AVAILABLE DATA =
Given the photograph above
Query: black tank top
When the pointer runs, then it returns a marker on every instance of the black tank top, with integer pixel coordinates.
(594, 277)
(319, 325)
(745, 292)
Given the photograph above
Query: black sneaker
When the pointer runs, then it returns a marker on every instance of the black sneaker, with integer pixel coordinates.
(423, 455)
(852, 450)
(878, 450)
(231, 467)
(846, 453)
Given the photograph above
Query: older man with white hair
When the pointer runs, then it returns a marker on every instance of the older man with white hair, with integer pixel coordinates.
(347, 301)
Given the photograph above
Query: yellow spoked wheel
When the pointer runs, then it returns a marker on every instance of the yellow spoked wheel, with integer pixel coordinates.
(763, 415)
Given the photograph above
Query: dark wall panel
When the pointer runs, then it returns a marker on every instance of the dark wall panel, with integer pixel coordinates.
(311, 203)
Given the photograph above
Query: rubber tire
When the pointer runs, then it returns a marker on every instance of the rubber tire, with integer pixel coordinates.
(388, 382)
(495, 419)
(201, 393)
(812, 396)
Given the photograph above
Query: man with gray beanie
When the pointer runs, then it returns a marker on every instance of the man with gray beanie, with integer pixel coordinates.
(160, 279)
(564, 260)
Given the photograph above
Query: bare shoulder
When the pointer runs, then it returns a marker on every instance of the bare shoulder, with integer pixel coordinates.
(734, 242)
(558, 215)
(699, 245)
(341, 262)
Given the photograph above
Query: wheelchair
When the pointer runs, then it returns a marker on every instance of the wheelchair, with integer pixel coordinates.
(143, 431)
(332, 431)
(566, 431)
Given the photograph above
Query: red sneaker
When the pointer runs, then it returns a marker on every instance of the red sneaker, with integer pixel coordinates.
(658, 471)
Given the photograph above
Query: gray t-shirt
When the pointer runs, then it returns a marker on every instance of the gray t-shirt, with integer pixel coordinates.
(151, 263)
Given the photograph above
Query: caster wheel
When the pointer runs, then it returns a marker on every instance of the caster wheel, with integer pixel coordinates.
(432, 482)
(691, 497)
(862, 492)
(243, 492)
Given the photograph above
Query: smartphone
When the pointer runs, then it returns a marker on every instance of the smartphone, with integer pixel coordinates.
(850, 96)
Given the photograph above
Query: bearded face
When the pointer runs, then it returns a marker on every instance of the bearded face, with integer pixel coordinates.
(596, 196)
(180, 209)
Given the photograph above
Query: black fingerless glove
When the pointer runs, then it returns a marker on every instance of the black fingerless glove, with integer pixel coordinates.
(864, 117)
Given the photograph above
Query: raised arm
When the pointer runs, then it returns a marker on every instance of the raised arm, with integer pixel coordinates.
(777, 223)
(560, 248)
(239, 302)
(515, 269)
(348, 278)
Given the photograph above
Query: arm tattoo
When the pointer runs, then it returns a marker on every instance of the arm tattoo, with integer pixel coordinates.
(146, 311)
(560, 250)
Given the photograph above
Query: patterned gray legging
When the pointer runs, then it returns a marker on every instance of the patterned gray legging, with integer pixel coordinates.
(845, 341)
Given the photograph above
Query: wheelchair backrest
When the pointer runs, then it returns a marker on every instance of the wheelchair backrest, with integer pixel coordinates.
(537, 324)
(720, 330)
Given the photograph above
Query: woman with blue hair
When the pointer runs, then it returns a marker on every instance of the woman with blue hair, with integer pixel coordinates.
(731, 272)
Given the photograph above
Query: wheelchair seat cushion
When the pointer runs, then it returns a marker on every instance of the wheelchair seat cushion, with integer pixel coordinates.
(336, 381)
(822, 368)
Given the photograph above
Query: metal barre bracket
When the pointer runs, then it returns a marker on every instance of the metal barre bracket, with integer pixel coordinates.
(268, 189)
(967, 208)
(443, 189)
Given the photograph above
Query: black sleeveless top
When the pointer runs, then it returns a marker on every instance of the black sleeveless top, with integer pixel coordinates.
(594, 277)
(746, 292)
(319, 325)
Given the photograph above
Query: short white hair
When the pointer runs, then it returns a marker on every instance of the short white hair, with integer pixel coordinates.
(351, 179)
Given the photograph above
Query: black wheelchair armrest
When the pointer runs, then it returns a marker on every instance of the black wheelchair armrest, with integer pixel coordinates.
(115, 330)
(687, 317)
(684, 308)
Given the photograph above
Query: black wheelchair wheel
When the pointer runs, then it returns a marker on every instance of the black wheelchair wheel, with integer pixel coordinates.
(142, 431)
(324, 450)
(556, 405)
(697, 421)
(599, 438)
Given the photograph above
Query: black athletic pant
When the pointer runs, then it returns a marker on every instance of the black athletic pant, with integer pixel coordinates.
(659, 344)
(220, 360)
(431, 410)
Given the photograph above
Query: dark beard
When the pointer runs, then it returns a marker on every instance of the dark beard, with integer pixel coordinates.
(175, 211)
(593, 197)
* * *
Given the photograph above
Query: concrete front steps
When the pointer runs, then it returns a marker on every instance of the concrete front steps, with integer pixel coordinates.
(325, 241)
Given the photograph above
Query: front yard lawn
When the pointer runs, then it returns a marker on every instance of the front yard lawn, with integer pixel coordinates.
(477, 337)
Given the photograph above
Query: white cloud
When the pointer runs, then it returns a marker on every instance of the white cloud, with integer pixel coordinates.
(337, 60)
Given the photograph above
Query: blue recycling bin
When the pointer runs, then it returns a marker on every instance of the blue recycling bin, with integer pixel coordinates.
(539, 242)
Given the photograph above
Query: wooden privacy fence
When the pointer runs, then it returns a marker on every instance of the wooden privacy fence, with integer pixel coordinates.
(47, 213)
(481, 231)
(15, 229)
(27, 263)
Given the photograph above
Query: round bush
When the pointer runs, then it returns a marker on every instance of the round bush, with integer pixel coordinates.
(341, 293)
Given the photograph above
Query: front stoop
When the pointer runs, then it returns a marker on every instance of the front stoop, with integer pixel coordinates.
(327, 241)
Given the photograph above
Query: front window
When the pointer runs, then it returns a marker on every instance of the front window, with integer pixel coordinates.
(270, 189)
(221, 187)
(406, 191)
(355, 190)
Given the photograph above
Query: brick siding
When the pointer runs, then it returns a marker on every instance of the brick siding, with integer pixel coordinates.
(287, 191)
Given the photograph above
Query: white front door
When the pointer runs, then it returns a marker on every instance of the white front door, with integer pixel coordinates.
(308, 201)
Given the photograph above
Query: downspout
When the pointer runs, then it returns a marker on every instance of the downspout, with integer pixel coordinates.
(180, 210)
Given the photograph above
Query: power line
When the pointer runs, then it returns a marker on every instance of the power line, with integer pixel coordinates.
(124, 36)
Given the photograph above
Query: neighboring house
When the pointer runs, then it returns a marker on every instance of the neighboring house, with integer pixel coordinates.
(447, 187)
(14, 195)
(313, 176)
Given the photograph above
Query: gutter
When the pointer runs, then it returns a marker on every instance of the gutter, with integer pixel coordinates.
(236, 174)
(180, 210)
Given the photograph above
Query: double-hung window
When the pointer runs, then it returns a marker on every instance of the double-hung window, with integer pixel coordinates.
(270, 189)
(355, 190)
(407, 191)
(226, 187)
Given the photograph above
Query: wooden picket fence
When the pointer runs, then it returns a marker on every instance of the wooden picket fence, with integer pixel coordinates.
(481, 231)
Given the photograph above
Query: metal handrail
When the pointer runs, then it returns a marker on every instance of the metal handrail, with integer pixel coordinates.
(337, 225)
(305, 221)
...
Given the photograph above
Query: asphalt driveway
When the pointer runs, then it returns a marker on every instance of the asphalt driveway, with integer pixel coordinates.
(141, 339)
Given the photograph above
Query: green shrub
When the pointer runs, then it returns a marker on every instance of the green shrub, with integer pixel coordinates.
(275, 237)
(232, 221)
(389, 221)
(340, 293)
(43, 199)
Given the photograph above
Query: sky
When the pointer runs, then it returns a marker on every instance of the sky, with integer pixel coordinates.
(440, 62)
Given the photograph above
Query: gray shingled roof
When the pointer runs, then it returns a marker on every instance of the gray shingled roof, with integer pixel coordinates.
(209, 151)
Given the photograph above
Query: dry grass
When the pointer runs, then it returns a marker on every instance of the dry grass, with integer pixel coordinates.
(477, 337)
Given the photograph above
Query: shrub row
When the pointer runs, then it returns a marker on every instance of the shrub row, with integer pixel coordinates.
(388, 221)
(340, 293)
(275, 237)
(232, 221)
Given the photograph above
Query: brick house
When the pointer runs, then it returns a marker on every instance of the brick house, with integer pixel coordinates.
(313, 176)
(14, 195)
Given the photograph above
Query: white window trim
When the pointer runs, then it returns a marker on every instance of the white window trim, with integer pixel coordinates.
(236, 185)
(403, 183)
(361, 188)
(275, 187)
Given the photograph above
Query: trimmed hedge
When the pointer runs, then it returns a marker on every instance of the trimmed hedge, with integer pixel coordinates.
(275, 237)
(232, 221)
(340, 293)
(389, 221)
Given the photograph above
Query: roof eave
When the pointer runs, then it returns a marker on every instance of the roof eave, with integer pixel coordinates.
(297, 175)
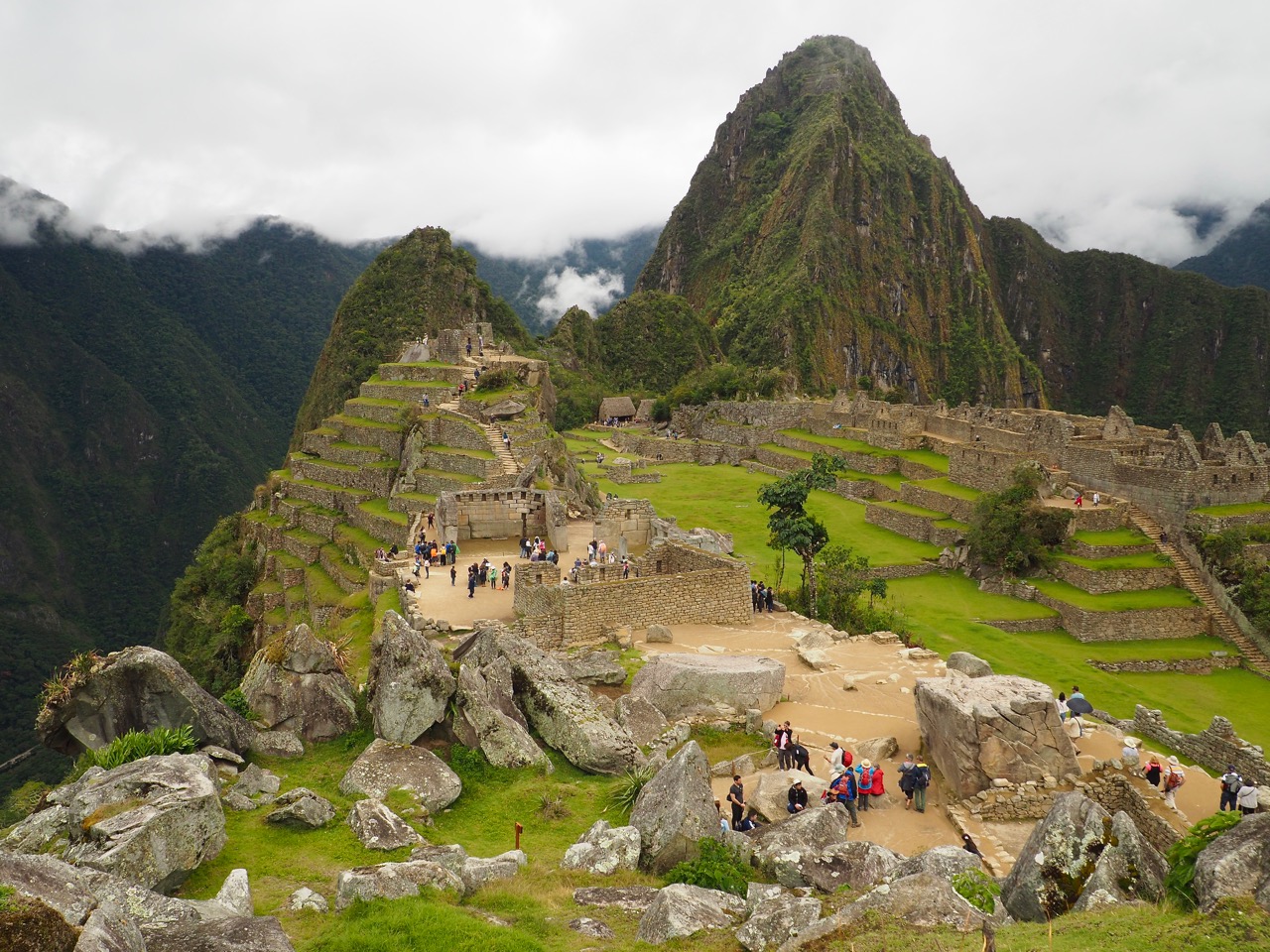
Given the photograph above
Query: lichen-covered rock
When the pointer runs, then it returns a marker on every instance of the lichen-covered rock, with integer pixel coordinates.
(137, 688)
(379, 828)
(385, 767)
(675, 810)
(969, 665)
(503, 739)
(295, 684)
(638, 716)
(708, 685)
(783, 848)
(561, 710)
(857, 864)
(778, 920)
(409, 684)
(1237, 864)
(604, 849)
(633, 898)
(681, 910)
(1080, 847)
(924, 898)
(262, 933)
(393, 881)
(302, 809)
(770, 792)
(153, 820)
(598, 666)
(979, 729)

WHAT TO WORK ON =
Tally the lines in the three blocks above that contain the string "stoop". Reply with the number alone.

TASK RESPONSE =
2